Dataset content Block Start

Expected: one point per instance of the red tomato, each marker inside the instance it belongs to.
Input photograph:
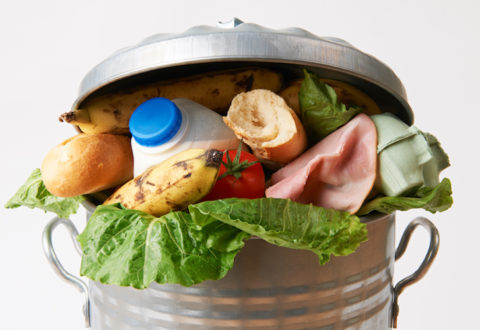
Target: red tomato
(240, 177)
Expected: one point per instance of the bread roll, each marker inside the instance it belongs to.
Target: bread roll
(267, 125)
(85, 164)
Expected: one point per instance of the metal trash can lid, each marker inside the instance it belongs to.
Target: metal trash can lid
(234, 43)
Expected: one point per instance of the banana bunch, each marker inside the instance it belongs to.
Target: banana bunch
(110, 113)
(173, 184)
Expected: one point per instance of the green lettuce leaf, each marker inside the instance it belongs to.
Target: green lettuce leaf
(432, 199)
(285, 223)
(320, 109)
(131, 248)
(33, 194)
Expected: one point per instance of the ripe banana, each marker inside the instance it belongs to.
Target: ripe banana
(110, 113)
(173, 184)
(346, 94)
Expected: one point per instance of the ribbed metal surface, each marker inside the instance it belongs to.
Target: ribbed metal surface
(202, 49)
(268, 288)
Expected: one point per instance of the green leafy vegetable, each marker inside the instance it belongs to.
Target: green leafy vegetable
(320, 109)
(288, 224)
(33, 194)
(131, 248)
(432, 199)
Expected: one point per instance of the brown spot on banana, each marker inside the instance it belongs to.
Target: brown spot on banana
(213, 158)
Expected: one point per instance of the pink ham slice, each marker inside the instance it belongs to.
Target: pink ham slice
(338, 172)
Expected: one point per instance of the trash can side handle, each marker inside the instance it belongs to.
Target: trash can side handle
(57, 266)
(424, 266)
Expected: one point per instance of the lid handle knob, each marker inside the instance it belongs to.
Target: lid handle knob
(229, 24)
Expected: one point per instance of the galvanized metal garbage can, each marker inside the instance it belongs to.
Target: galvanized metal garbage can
(269, 287)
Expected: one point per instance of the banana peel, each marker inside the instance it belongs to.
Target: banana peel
(175, 183)
(110, 113)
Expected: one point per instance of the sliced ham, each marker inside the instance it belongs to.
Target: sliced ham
(338, 172)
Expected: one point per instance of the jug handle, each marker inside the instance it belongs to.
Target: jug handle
(49, 252)
(425, 265)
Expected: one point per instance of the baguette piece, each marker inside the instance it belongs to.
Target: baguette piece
(267, 125)
(85, 164)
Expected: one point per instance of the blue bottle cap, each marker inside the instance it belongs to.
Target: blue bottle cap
(155, 122)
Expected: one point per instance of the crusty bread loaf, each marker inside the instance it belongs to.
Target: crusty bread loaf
(267, 125)
(85, 164)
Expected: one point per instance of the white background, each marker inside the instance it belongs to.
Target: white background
(48, 46)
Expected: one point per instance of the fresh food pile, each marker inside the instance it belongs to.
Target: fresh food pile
(305, 160)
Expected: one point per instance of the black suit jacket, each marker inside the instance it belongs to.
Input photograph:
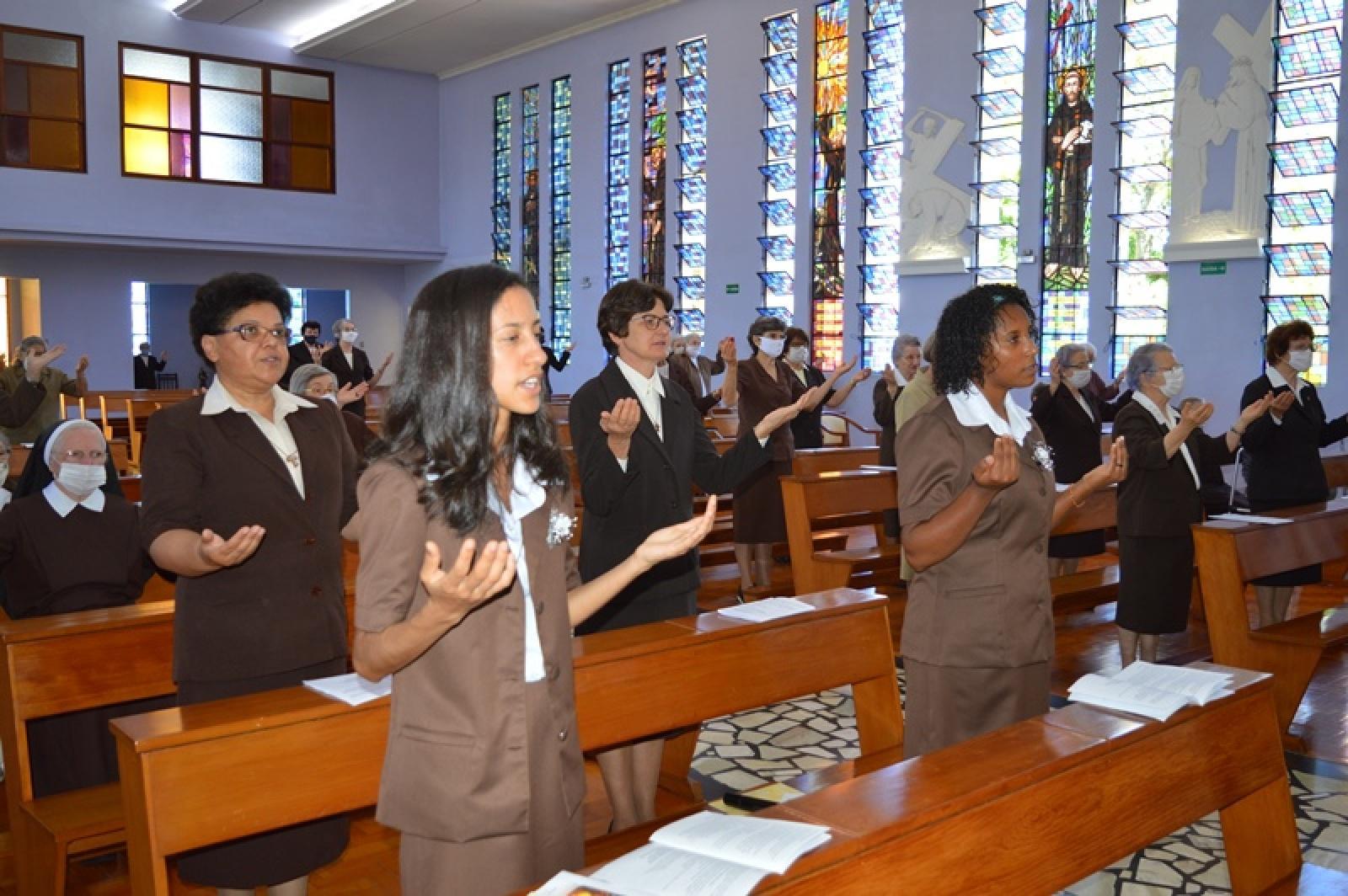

Dataset content Block End

What you have to do: The records above must be echoed exactly, minus their pictures.

Output of the exercise:
Expected: one point per instance of the red tomato, each marker inside the instance it belongs to.
Input photograph:
Target: red tomato
(240, 177)
Expected: one point per instance of the bread roll, each marker inside the instance it belongs to.
Target: bread roll
(267, 125)
(85, 164)
Expected: one point per instance of the metal trash can lid, each marker inside the instance it belongs to.
Target: metal trash can lid
(234, 43)
Expected: one point per instance of the banana bunch, each marker inside the instance it belongs to.
Target: banana bunch
(110, 113)
(173, 184)
Expected: one point per instance of the green lettuce leaf, each marker inside the instance it belongs to.
Target: green lettuce leaf
(432, 199)
(285, 223)
(320, 109)
(131, 248)
(33, 194)
Expected: one point per instance of the ripe banana, each marker inside the instance it belongs to.
Target: ripe banana
(110, 113)
(173, 184)
(346, 94)
Expected: one point per instance of the ribbed metal surface, each marker inside the instance it belongs to.
Target: ribbed metal surface
(202, 49)
(268, 288)
Expected: one point per instance of the green leafy vegetable, each marker inside the instance it belongs to.
Target: green leafy vegetable
(320, 109)
(288, 224)
(33, 194)
(131, 248)
(432, 199)
Expected: one point per instance of the brown spot on banana, each marker inside the instance it belongs to.
Target: brown spot on banana
(213, 158)
Expected: one point per instance of the pink ham slice, each marker inside the instance it belongs to.
Target: pink ham slice
(338, 172)
Expected: one point per instance of the trash can side handle, each marker inside the instance it belongs to.
Target: trash can side handle
(57, 266)
(424, 266)
Expected: one point per instance of the lid handle knob, each marker inside the instance it belongs to.
Target: lid handle knob
(229, 24)
Expected: one point per instance of the galvanized metal garbage can, each marker inside the instance it belongs to.
Target: galvanized metal garbage can
(269, 287)
Expected: one point per instance of the banana peel, each marker inside the instance it belongs to.
Target: banana peel
(175, 183)
(110, 113)
Expected: one point per instance of the sliced ham, each marker inside the instance it belongs to.
Target: sliced ham
(338, 172)
Expected: one point per instance of the jug handle, each marker inside the instance it belongs to.
Target: jug handle
(49, 252)
(425, 265)
Expected: one point per instance of the baguette piece, each marker inside the instance it belongs to.
Target: baguette piece
(267, 125)
(85, 164)
Expected: one point per instance of the blue bottle cap, each marker inside the instance it belongs to.
Target: blue bottle cap
(155, 122)
Expected: one point per instance of the crusty bread loaf, each marker inside the instance it belongs to.
Target: crusty bread loaf
(267, 125)
(85, 164)
Expected: one point per instance of the white background, each marker inside the instance it belongs to.
Target: white background
(48, 46)
Expected: one point per instance of the fresh food pile, each marker inside the instance it belongs to.
Target: fresh food pile
(305, 160)
Expected: one point per instance of the black suit jacket, each marker inside the instance it belongs to.
Input photograph:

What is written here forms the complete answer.